Copy out every item below word for word, omitting the pictures.
++++++++++
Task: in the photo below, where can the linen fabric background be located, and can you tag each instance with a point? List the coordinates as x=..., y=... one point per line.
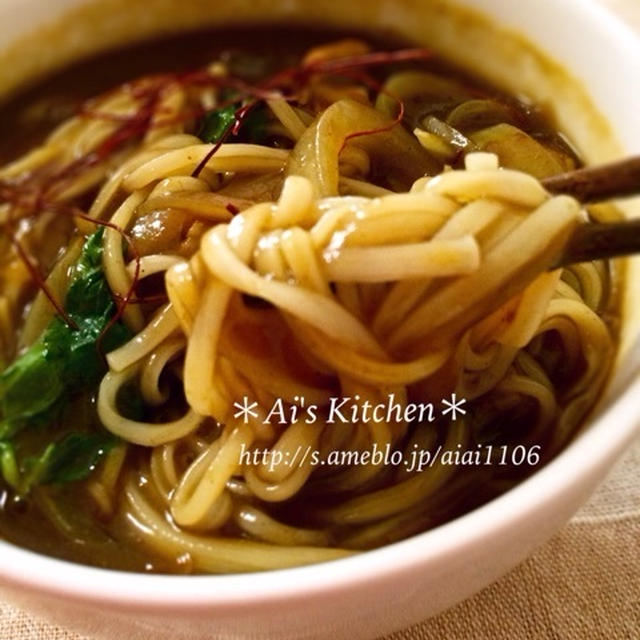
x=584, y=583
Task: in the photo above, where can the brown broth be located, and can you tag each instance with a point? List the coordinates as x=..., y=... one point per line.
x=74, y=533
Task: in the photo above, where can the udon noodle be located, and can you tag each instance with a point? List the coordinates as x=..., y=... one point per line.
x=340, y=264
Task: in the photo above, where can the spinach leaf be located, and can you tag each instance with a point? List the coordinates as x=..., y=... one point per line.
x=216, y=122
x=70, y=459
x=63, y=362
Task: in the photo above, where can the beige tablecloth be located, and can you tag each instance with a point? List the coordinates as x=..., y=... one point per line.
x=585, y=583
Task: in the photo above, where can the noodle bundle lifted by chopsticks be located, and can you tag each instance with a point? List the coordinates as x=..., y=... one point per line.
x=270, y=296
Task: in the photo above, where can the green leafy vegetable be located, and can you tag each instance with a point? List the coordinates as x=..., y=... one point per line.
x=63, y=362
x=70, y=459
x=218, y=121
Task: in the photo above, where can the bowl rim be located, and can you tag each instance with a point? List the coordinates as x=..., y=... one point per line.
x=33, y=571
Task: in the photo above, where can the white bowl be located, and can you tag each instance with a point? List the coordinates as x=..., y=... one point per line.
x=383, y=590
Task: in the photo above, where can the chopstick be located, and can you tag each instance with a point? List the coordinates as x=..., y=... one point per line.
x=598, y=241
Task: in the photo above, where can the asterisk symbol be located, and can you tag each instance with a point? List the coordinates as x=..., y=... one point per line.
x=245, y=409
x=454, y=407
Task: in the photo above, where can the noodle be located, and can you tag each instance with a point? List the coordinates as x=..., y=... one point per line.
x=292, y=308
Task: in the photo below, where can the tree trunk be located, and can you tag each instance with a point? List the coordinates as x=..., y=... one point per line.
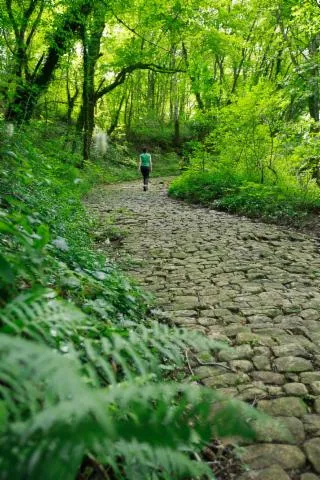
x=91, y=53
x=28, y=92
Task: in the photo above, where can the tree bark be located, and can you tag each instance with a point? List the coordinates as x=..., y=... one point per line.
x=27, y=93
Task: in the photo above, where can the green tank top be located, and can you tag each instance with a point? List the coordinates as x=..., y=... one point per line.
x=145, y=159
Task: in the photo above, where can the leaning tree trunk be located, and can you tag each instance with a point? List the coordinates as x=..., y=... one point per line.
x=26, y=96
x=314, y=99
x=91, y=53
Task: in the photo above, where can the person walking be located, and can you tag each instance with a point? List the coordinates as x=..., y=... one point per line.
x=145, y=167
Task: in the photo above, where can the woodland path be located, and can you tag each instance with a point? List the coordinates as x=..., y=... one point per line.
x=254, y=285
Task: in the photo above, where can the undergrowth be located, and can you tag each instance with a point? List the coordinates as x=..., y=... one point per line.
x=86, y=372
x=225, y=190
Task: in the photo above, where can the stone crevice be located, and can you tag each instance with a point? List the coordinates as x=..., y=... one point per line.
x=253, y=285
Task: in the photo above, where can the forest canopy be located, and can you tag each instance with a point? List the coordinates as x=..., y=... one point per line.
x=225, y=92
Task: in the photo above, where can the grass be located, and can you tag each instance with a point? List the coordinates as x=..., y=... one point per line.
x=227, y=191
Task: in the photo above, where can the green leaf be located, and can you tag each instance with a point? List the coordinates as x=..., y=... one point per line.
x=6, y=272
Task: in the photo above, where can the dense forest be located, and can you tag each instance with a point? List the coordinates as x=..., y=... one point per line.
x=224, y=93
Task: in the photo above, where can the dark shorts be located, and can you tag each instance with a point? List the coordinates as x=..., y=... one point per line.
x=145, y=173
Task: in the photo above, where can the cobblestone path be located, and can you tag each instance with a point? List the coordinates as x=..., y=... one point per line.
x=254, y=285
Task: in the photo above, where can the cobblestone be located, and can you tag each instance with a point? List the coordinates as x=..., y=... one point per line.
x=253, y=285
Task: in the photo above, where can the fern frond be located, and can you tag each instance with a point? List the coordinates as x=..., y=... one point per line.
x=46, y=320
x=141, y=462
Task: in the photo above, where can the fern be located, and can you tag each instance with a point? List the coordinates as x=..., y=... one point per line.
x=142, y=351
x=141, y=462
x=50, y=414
++++++++++
• _THE REPLY_
Task: in the photo below, where can the linen fabric background be located, and can you tag each instance with a point? List the coordinates as x=..., y=... one point per line.
x=584, y=583
Task: in the photo above, where can the brown broth be located, and can you tag each instance with a point? List the coordinates as x=..., y=... one point per line.
x=74, y=533
Task: in the photo above, where can the udon noodle be located, and can you tag each instance with a point? List the coordinates as x=..., y=... one point per line.
x=340, y=264
Task: in the photo above, where can the spinach leaf be located, and can you tag each instance with a point? List the coordinates as x=..., y=... one point per line.
x=216, y=122
x=70, y=459
x=63, y=362
Task: in the photo above, where can the beige tablecloth be located, and can you tag each instance with a point? List the coordinates as x=..., y=... one point per line.
x=585, y=583
Task: in the photo above, where can the noodle bundle lifted by chopsticks be located, and can you tag each instance with a point? List the coordinates as x=..., y=... one point per line.
x=270, y=296
Task: in the photo above, where can the green leafy vegetable be located, and can you tag each instance with a point? List the coordinates as x=..., y=... one point per line.
x=63, y=362
x=70, y=459
x=218, y=121
Task: in the photo above, where can the bowl rim be located, and can you tag each instance with a point? List the coordinates as x=..., y=... one point per line.
x=33, y=571
Task: in the photo above, where can the white bowl be located, and can you tag each instance with a point? List the coordinates as x=..., y=... one point per line.
x=383, y=590
Task: in the photo above, where can the chopstick be located, and can you tag each instance with a point? List the coordinates as x=..., y=... one point per line.
x=598, y=241
Task: in the photo above, where can the asterisk symbol be located, and can you tag each instance with a point? List the coordinates as x=..., y=... one point per line.
x=245, y=409
x=454, y=407
Task: in the photo above, where can the noodle be located, and can you tag each instance with a point? List the coordinates as x=..., y=... one point per line.
x=292, y=308
Task: in the photo below, where can the tree trunk be located, and can you tag each instance with a point? List the coordinates as x=..., y=... one point per line.
x=91, y=53
x=28, y=92
Task: in the photo above, where can the tree bark be located, and can you tag each instance with a point? List the coordinates as x=..., y=... one point per line.
x=27, y=93
Task: in the photo above, where can the green tank top be located, and can you tag each instance with a point? List the coordinates as x=..., y=... one point per line.
x=145, y=159
Task: in the photo above, where can the leaning tree trunk be located, and can you tag each instance with a point? List the coordinates as x=..., y=... one point per line.
x=26, y=96
x=314, y=99
x=91, y=53
Task: in the photo above, where can the person walking be located, and can you tag each instance with a point? List the coordinates as x=..., y=... one point per line.
x=145, y=167
Task: in the photo above, where can the woodland path be located, and can you tag each instance with a point? List the coordinates as x=..., y=... one point per line.
x=254, y=285
Task: in the photo above, where can the undergrowth be located, and can you tag each instance with a point? List the coordinates as x=..., y=... one point per line.
x=86, y=372
x=225, y=190
Task: in the photo above, where can the stone crevice be located, and can you tag each instance with a point? List the coordinates as x=..., y=... one point per line.
x=253, y=285
Task: in the photo above, where can the forest canopy be located, and can you tag each instance with a point? List the coordinates as x=..., y=... one point per line.
x=225, y=92
Task: in the photo above, where can the grass be located, and can you tag each instance with a point? List the coordinates as x=..., y=... one point per line.
x=227, y=191
Task: in the photo above, where can the green leaf be located, and can you tag each instance with a point? List the coordinates as x=..., y=... one point per line.
x=6, y=272
Task: in the photo above, where can the dense forest be located, and can you tag each instance with a point? List the coordinates as x=..., y=... one point per line.
x=224, y=93
Task: in the photo above, where can the dark shorts be located, and can you tag each instance with a point? List the coordinates as x=..., y=... one point per line.
x=145, y=173
Task: in the photo above, where can the cobblestone path be located, and can you tag each instance with a point? List the coordinates as x=..., y=... one point per line.
x=254, y=285
Task: in the photo above, where can the cobblestone be located, and can you tag each instance with a point? List the coordinates as x=..., y=... one point per line.
x=253, y=285
Task: in the photo above, where can the fern frond be located, and can you tag each instance with a point? List the coordinates as x=..., y=... one point per line.
x=46, y=320
x=141, y=462
Task: in the photo above, where can the fern be located, and can you tag each instance with a point? List the coordinates as x=..., y=... one point per line.
x=142, y=351
x=141, y=462
x=50, y=414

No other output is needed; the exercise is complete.